[START OF Record list]
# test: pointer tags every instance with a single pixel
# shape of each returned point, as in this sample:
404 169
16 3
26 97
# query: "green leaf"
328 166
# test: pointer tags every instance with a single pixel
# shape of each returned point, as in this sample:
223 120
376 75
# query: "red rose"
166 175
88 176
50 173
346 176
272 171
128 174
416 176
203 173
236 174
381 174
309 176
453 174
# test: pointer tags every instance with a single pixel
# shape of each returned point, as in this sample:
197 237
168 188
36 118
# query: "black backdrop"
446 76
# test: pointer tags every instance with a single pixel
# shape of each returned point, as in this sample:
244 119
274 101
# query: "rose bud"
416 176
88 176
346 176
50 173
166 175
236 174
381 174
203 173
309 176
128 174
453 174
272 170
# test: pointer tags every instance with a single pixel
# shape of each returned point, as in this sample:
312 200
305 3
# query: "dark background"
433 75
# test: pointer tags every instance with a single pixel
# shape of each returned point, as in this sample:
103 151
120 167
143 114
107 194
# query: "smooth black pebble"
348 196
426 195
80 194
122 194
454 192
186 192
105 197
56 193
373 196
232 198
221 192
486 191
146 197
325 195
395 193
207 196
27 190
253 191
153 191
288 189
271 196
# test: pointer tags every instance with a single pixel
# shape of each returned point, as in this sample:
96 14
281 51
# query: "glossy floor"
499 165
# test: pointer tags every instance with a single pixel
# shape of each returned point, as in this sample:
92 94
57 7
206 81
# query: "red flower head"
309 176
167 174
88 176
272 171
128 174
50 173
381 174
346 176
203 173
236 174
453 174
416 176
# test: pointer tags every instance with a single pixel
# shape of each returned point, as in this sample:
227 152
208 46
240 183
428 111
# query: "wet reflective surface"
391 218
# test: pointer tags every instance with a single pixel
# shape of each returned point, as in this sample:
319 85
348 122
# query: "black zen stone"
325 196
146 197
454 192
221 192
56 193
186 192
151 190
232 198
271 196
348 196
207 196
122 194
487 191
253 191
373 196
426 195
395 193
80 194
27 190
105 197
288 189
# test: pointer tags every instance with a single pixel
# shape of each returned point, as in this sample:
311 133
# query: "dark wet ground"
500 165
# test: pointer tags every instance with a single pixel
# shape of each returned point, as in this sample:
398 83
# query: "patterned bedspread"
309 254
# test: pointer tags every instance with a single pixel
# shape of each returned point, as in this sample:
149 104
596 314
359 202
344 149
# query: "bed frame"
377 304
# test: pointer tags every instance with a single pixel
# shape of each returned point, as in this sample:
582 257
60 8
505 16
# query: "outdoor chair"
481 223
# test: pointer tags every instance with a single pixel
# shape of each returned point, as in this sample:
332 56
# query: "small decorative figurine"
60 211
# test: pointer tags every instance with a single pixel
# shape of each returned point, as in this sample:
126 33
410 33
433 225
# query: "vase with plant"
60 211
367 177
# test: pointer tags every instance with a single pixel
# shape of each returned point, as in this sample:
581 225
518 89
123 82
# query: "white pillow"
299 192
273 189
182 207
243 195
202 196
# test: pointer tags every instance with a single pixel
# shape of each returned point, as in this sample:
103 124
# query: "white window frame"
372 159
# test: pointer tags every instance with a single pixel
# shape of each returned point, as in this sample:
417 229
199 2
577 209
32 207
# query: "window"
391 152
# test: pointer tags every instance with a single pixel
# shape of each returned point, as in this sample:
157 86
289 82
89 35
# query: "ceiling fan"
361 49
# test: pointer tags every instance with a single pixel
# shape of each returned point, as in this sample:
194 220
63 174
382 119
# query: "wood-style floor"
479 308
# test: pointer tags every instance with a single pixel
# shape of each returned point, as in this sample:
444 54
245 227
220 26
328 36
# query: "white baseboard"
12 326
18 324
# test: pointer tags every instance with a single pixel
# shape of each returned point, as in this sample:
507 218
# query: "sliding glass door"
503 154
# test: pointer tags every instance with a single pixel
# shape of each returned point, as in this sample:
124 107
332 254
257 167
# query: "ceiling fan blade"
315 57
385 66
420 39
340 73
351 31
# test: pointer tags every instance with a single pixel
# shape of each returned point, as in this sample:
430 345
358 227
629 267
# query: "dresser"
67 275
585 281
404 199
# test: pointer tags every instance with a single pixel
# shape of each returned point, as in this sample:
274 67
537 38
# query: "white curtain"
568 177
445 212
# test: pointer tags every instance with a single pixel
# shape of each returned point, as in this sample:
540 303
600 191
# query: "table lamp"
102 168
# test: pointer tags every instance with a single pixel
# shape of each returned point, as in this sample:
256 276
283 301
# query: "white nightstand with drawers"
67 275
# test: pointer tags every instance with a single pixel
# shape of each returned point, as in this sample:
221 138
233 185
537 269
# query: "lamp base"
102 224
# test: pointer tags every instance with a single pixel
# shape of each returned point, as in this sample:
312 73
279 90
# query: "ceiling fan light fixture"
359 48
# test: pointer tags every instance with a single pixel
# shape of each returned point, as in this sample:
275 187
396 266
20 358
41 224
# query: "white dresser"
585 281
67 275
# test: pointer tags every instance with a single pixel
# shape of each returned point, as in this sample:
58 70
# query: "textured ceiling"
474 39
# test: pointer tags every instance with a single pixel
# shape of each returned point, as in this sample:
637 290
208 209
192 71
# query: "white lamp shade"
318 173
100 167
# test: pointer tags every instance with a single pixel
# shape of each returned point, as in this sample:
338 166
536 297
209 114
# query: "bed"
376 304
[END OF Record list]
[START OF Record list]
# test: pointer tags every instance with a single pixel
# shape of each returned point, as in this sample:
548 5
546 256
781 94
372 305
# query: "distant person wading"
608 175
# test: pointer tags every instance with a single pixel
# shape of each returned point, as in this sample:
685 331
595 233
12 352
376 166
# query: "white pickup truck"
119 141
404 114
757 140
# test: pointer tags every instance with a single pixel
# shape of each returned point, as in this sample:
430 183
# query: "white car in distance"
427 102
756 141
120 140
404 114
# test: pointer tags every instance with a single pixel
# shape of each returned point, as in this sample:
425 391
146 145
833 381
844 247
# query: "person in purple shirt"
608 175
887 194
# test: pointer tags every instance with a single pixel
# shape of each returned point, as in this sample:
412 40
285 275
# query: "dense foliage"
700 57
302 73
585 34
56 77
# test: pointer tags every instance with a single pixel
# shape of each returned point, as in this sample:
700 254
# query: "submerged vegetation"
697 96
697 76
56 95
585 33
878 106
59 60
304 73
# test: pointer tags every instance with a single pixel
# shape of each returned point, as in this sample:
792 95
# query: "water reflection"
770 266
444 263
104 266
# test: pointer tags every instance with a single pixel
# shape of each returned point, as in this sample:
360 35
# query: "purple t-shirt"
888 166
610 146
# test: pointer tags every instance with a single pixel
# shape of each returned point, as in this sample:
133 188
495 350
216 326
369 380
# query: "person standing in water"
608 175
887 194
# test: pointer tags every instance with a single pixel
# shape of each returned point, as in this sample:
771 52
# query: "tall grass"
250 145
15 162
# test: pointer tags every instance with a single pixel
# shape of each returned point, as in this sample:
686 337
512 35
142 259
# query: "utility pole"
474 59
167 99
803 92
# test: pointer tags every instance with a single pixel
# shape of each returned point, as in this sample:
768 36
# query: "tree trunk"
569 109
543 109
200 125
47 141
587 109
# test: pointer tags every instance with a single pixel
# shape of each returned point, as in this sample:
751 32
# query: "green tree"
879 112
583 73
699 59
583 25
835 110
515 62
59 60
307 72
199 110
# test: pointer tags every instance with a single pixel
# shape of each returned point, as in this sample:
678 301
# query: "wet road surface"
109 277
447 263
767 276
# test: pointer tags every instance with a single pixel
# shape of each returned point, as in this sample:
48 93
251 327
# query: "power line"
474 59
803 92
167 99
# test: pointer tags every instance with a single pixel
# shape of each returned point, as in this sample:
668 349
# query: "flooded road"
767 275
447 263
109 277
[END OF Record list]
[START OF Record list]
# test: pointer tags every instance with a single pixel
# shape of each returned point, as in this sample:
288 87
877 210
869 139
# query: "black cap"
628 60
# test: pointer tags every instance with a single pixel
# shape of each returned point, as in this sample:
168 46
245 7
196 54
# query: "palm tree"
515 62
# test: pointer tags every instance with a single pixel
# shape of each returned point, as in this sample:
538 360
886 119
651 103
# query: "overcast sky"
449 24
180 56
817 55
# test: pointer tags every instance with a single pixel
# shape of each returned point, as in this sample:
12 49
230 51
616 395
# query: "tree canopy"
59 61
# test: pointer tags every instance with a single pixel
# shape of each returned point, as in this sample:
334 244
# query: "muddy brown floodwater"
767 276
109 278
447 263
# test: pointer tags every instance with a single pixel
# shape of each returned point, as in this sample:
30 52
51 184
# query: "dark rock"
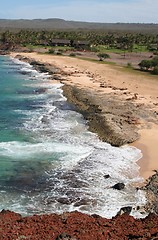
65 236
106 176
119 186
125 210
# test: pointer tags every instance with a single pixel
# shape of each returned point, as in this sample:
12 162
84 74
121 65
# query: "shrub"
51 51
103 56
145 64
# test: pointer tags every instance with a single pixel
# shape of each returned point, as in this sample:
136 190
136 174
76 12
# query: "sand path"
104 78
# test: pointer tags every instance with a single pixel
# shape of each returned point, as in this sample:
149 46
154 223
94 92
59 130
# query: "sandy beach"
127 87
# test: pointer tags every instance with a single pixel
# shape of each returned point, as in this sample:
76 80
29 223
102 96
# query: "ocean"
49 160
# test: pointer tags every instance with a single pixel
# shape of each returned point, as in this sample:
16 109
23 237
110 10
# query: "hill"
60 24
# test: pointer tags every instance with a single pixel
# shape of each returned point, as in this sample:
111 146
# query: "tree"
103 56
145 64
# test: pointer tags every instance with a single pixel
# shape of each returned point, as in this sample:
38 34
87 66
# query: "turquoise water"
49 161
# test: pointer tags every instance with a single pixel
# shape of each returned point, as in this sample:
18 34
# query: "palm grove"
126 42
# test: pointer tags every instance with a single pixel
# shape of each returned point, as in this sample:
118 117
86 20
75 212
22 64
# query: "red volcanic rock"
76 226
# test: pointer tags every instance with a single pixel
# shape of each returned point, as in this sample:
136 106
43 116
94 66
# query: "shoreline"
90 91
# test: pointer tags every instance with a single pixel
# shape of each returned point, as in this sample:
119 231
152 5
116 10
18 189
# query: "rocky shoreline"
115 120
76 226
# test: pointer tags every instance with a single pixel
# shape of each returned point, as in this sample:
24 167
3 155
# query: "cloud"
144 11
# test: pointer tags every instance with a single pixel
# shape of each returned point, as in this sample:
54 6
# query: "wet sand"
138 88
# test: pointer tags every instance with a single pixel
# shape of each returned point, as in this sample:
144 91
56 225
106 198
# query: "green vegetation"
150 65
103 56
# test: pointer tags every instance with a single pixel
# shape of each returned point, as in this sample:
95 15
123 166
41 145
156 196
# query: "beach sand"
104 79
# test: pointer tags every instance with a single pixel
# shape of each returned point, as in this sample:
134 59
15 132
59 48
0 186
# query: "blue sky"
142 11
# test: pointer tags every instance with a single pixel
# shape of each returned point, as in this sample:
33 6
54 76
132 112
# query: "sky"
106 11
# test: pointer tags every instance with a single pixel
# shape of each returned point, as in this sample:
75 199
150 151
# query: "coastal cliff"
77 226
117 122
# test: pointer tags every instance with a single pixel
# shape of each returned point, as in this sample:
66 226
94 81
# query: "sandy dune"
[END OF Record list]
Exercise description:
Work out how many lines in the items above contain the string "tree", and give only that number.

Exercise output:
5